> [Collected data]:
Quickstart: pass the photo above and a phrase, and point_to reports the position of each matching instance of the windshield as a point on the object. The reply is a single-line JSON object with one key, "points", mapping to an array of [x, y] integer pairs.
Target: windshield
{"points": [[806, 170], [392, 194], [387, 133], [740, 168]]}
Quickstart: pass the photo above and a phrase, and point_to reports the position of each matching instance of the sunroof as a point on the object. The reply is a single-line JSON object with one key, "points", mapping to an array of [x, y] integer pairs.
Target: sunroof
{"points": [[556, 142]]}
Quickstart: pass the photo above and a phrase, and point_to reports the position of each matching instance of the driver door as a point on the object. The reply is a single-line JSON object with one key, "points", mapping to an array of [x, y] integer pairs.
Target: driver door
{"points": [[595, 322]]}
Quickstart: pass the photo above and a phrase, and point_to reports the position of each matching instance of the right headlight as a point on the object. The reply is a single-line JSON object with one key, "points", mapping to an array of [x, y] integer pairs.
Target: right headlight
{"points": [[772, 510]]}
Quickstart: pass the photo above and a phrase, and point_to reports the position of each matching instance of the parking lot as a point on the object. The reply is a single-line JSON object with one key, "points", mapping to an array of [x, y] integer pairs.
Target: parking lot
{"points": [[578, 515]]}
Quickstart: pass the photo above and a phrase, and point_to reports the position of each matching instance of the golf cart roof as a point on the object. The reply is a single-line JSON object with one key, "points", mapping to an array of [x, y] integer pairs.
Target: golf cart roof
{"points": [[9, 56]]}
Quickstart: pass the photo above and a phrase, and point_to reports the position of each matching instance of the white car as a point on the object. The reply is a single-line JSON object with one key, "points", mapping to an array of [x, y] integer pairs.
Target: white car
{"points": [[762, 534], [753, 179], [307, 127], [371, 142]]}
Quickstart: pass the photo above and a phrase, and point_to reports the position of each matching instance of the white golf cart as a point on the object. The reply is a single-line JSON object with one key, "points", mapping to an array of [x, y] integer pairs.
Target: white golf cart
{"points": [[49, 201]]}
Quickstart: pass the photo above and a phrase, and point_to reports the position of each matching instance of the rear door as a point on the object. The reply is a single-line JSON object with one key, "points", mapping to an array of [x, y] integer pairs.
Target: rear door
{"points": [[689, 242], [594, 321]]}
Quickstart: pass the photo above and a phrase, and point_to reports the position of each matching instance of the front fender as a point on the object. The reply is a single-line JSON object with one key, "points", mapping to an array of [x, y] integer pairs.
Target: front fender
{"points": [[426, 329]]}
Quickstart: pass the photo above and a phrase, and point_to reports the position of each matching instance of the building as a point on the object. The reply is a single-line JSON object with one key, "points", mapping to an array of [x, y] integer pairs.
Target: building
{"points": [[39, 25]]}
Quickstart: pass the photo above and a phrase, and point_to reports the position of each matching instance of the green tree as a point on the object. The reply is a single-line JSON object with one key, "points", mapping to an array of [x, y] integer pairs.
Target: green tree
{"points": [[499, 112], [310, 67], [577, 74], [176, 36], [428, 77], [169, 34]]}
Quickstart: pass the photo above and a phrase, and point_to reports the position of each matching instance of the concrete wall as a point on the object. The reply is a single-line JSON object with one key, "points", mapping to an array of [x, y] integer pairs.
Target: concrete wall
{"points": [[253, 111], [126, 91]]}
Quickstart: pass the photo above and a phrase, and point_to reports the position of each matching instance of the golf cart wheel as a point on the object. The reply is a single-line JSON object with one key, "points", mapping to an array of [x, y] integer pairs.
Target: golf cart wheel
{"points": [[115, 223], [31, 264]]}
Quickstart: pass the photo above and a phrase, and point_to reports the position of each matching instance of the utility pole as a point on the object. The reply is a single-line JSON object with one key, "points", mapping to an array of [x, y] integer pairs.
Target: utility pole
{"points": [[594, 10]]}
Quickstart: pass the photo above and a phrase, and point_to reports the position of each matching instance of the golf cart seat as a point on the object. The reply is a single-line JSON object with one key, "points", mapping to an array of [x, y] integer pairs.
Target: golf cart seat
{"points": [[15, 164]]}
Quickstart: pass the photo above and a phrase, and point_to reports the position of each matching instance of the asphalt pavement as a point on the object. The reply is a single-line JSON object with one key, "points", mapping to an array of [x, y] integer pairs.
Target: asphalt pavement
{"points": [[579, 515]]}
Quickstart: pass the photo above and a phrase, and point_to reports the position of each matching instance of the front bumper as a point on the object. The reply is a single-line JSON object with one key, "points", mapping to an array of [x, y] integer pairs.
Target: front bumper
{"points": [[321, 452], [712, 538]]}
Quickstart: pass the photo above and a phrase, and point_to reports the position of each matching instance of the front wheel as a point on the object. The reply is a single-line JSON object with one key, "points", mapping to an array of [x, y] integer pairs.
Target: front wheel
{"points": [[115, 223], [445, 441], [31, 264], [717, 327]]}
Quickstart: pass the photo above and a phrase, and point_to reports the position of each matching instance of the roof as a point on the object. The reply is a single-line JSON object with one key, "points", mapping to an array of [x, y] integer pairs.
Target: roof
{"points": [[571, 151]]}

> [Goal]:
Copy out all of the records above with nothing altered.

> [Correct response]:
Quickstart: pass the photo above and a phrase, and point_to reports the position of each matching instance of the windshield as a point on the object. The reply is a single-line JSON object with one key, "points", mapping to an array of [x, y] integer pairs.
Target: windshield
{"points": [[806, 170], [392, 194], [387, 133], [740, 168]]}
Quickstart: pass the photo above and a phrase, and point_to reports the position of each matching instance of the sunroof as a point on the object. The reply is a single-line JSON object with one key, "points", mapping to an array of [x, y] integer pairs.
Target: sunroof
{"points": [[556, 142]]}
Quickstart: pass the photo above and a phrase, and point_to reports the position of each matching instance of the driver door as a point on the object. The reply is a single-line JSON object with one key, "points", mapping to an array of [x, y] integer pairs.
Target: driver door
{"points": [[595, 322]]}
Quickstart: pass the photo above and a phrase, and point_to reports the position of each matching instance of the right headlight as a point on the object. The reply is a single-line JSON object with one key, "points", mapping to an array of [x, y] integer pairs.
Target: right headlight
{"points": [[772, 510]]}
Quickstart: pass the photo above and a phrase, and point_to reports the position of each matching instance of the parking lot as a point on the object. The reply is a single-line JSON object with one key, "points", mapping to an array of [x, y] integer pairs.
Target: parking lot
{"points": [[578, 515]]}
Quickstart: pass the photo above and a phrase, and point_to reports the position of each matching instance of the golf cart roof as a point on the object. The reply is a single-line JSON object with one key, "points", mapping to an array of [x, y] integer pairs.
Target: golf cart roof
{"points": [[9, 56]]}
Quickstart: pass the photo above and a phrase, and point_to reports the position of each matching instance of the white car as a point on the object. The reply is a single-line JSON object with one key, "points", mapping to an array of [x, y] integer pairs.
Target: white car
{"points": [[762, 534], [753, 179], [307, 127], [371, 142]]}
Quickstart: pass the photo above and a phrase, and point_to reports the position of each matching instance of the white golf cart as a point on the object. The reply is a single-line JSON object with one key, "points", mapping to an array of [x, y] integer pairs.
Target: white golf cart
{"points": [[49, 201]]}
Quickstart: pass the photo above and a phrase, and point_to reports the position of each matching instance of the rear door as a point on the object. The reply is a single-line JSON object with one key, "points", mapping to an array of [x, y] integer pairs.
Target: rear door
{"points": [[689, 242], [594, 321]]}
Quickstart: pass the photo above and a phrase, and point_to reports the position of each matching instance of the front fender as a point on the object. The reply is a single-line JSON object with one key, "points", mapping to an array of [x, y] integer pairs.
Target: front fender
{"points": [[426, 329]]}
Quickstart: pass the photo above and a phrase, and point_to reports the position of each matching instance of the building as a point on the object. The reply is a single-line JSON object with one key, "points", mapping to an array of [x, y] integer pairs.
Target: building
{"points": [[39, 25]]}
Quickstart: pass the photo above and a phrase, and point_to reports the position of each matching instance of the green tree as a point on the object. The reply is a single-line JSON object with one key, "points", mapping to an array of [x, y] integer pairs.
Target: green tree
{"points": [[499, 112], [310, 67], [577, 74], [176, 36], [428, 77], [169, 34]]}
Quickstart: pass the photo above and a phrase, and point_to reports the position of each matching instance of the concrete wall as a point on the object. The reply is a single-line JSON object with one key, "points", mapping to an array of [x, y] integer pairs.
Target: concrete wall
{"points": [[253, 111], [126, 91]]}
Quickstart: pass the photo above and a phrase, and point_to reports the position of each matching instance of the golf cart wheel as a point on the object. The reply is a single-line JSON object with one key, "points", mapping to an array of [x, y] integer pairs.
Target: golf cart wheel
{"points": [[115, 223], [31, 264]]}
Quickstart: pass the photo above and a phrase, and point_to reports the position of each matching instance of the utility pole as a point on the object. The reply is a single-line JSON object with one key, "points", mapping to an array of [x, y] integer pairs.
Target: utility pole
{"points": [[594, 10]]}
Quickstart: pass the photo above and a phrase, and point_to reports the position of each matching instance of the golf cart seat as a point on the object. The reply is a single-line JSON object with one key, "points", mapping to an array of [x, y] integer pairs.
Target: golf cart seat
{"points": [[15, 164]]}
Quickstart: pass the photo above and a phrase, and point_to reports the position of each matching instance of the asphalt pavement as a point on the object. The reply is a single-line JSON object with one key, "points", mapping to an array of [x, y] integer pairs.
Target: asphalt pavement
{"points": [[579, 515]]}
Quickstart: pass the photo above and a phrase, and point_to reports the position of each matching instance of the front bumper as a point on the object. The reply is a single-line JSON object with one key, "points", mapping to an array of [x, y] integer pairs.
Target: front bumper
{"points": [[321, 452], [712, 538]]}
Quickstart: pass the photo above and a phrase, and point_to reports the position of each matching instance of the front wheel as a point on the object. The reply is a single-line JSON object with one key, "points", mapping to an array of [x, y] integer pairs.
Target: front wheel
{"points": [[115, 223], [445, 441], [31, 264], [717, 327]]}
Quickstart: pass the photo above and a phrase, and point_to reports the position of each matching instance of the roof as a point on the object. The reply is a single-line JSON object with one key, "points", mapping to an array of [x, y] integer pairs.
Target: roof
{"points": [[571, 151]]}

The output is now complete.